■ STATED TASK
Print the data exactly as it is given, please.
— start EXTRACTED INFORMATION —
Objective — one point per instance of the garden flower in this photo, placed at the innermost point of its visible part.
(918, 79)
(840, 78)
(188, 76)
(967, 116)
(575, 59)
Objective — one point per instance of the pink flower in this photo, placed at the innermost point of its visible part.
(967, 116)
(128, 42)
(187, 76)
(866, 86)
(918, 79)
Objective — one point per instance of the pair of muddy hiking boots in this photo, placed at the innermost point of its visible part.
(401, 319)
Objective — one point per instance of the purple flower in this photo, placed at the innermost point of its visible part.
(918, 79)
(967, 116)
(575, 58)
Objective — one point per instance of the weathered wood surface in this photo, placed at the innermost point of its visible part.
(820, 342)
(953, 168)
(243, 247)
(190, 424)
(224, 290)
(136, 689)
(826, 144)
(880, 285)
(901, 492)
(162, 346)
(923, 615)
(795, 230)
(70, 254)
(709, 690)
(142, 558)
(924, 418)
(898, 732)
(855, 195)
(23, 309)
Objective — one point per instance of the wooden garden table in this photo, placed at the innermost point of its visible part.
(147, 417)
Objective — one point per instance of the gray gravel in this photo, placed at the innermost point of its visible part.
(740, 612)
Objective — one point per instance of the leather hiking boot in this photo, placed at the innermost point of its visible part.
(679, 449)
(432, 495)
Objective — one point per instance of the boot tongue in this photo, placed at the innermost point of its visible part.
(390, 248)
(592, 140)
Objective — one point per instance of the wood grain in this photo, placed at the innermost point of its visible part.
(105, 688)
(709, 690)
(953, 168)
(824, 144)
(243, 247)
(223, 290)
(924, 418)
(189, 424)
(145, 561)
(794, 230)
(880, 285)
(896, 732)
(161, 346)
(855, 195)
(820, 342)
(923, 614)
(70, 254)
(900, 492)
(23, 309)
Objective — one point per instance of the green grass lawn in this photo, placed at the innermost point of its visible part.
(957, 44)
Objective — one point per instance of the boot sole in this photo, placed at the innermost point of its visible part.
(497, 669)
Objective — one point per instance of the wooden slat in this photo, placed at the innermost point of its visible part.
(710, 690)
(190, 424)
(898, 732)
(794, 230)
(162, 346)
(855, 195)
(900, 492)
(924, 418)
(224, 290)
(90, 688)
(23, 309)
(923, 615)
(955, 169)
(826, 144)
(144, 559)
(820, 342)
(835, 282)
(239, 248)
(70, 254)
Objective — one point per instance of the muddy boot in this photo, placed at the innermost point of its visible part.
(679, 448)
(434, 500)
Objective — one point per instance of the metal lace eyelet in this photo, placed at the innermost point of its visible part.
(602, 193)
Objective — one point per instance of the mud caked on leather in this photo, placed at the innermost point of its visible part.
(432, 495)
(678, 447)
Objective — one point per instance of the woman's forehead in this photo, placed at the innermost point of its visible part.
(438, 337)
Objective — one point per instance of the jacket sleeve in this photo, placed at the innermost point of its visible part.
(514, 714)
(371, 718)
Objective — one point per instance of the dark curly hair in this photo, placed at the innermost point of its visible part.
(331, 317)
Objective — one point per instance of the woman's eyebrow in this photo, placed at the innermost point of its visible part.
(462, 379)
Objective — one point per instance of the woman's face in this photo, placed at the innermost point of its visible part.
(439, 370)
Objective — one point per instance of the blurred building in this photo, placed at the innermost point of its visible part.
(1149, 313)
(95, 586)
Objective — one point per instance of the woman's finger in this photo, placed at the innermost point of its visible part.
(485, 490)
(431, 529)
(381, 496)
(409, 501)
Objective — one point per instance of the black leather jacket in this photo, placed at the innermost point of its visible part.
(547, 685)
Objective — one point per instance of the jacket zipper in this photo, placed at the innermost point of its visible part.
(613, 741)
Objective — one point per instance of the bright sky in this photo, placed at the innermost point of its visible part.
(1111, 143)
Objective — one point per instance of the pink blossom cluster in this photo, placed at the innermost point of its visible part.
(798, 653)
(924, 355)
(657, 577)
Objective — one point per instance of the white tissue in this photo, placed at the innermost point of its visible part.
— end EXTRACTED INFORMATION —
■ SOLUTION
Objective — one point per instance of the garden flower in this photo, placed at the innermost point of its visible part.
(918, 79)
(840, 78)
(188, 76)
(967, 116)
(575, 59)
Objective — one point per instance of the pink flower in this photo, placed at the innermost point of its visible part.
(967, 116)
(128, 42)
(187, 76)
(866, 86)
(918, 79)
Objective — one point per instance of the pair of muddy hiking boots in this photo, placed at the innermost point of its visible part.
(401, 319)
Objective — one point per instance of the purple flower in this photo, placed at the innermost point of its visible part.
(918, 79)
(967, 116)
(575, 58)
Objective — one point per instance of the weathered wood surface in this photo, placed at the innermost point of its visible part.
(820, 342)
(953, 168)
(243, 247)
(190, 424)
(224, 290)
(136, 689)
(826, 144)
(880, 285)
(901, 492)
(162, 346)
(923, 615)
(795, 230)
(70, 254)
(709, 690)
(142, 558)
(924, 418)
(898, 732)
(855, 195)
(23, 309)
Objective — one point per instance of the wooden garden table in this photo, placed at the innermost point of its visible part.
(147, 417)
Objective — one point per instance of the gray gravel in this photo, placed at the innermost point of its visible part.
(740, 612)
Objective — one point per instance of the leather hiking boot in this photo, placed at the innermost point of its visible part.
(679, 449)
(432, 495)
Objective — one point per instance of the boot tongue in this photo, placed at the innermost point of its visible part.
(390, 248)
(592, 140)
Objective — one point per instance of the wood grain in this photo, placed at the innermost point of its visible part.
(105, 688)
(709, 690)
(953, 168)
(824, 144)
(243, 247)
(223, 290)
(924, 418)
(189, 424)
(145, 561)
(794, 230)
(880, 285)
(896, 732)
(161, 346)
(855, 195)
(820, 342)
(923, 614)
(70, 254)
(900, 492)
(23, 309)
Objective — one point per instance of the green grass lawn in this photo, placed at the innermost point of its visible part.
(957, 44)
Objective — one point per instance of the boot sole in this photo, placed at the innermost point of its visible part.
(497, 669)
Objective — one point per instance of the wooden slat in this photo, placed at the innermost point of its visible part.
(710, 690)
(190, 424)
(898, 732)
(794, 230)
(162, 346)
(855, 195)
(900, 492)
(924, 418)
(224, 290)
(90, 688)
(23, 309)
(923, 615)
(955, 169)
(826, 144)
(144, 559)
(820, 342)
(835, 282)
(239, 248)
(70, 254)
Objective — one point per instance of the muddy boot in this photo, placed at the innermost point of its visible part.
(679, 448)
(434, 500)
Objective — one point per instance of the metal lace eyelet in this photo, placed at the innermost point of its visible part.
(602, 193)
Objective — one point per instance of the mud caked on leather in this photo, placed at the innermost point of its visible part.
(432, 495)
(678, 447)
Objective — one point per instance of the woman's forehead in this photo, placed at the innermost point of its visible part.
(438, 337)
Objective — one point per instance of the jacket sleeve in this photo, placed at the innermost point of its visible part.
(514, 714)
(371, 718)
Objective — one point per instance of the dark curly hair in this photo, placed at the innermost point of its visible part.
(331, 317)
Objective — one point per instance of the woman's eyebrow in this photo, placed at the innermost point of its visible part.
(462, 379)
Objective — one point per instance of the woman's face in this photo, placed at the innermost point of its visible part.
(439, 370)
Objective — one point per instance of the blurred building in this photo, placed at the innermost point of its visible part.
(1149, 313)
(95, 586)
Objective — one point per instance of the woman's finger in this photo, placed at the innermost point of its visible part.
(485, 490)
(431, 529)
(381, 496)
(409, 501)
Objective — one point per instance of the black leather jacket in this photo, placed at the innermost point of its visible part.
(547, 685)
Objective — one point per instance of the jacket zipper in this photo, placed at the innermost point of its visible part.
(613, 741)
Objective — one point per instance of the bright sky in this photo, placed at the innermost point of its visible part.
(1111, 143)
Objective — one point per instance of the pink blossom cluster in this photo, placed at the innermost point of its visible part.
(798, 653)
(924, 355)
(657, 577)
Objective — one point per instance of the white tissue in this photo, placed at the innermost point of its visible part.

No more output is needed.